== Exercise input

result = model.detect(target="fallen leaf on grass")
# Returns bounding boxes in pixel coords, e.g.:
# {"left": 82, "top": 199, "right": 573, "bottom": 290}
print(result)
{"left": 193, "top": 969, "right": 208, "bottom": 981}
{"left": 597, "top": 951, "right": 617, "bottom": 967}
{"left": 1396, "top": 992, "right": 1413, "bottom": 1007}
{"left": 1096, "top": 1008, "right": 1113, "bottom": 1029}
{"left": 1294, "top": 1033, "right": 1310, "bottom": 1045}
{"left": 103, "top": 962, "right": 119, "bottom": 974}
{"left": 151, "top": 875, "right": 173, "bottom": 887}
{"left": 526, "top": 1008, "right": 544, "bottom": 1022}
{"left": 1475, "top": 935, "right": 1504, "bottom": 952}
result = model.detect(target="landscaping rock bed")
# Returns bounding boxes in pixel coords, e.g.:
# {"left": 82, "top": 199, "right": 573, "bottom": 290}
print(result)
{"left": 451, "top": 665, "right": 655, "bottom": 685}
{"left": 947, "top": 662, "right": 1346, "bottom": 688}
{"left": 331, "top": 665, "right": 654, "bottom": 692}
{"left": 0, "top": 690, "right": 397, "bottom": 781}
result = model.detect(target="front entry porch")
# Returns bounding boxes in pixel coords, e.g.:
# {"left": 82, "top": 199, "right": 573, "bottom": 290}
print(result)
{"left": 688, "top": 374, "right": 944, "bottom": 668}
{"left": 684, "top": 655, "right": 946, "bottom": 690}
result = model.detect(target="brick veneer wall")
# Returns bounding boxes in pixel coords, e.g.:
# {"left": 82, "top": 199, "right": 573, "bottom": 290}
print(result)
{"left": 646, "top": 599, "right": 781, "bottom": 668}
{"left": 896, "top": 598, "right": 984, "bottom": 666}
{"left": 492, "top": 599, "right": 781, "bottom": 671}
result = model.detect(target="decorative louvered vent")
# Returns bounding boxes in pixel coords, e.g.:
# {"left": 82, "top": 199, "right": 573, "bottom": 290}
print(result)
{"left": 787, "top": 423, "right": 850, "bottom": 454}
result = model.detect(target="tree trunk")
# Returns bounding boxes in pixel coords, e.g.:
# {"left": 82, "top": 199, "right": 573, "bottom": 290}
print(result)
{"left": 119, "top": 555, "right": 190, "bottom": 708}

====

* [Exercise details]:
The word "model" appears in some lines of the records. Please work out how many and reply with that number only.

* [Your solution]:
6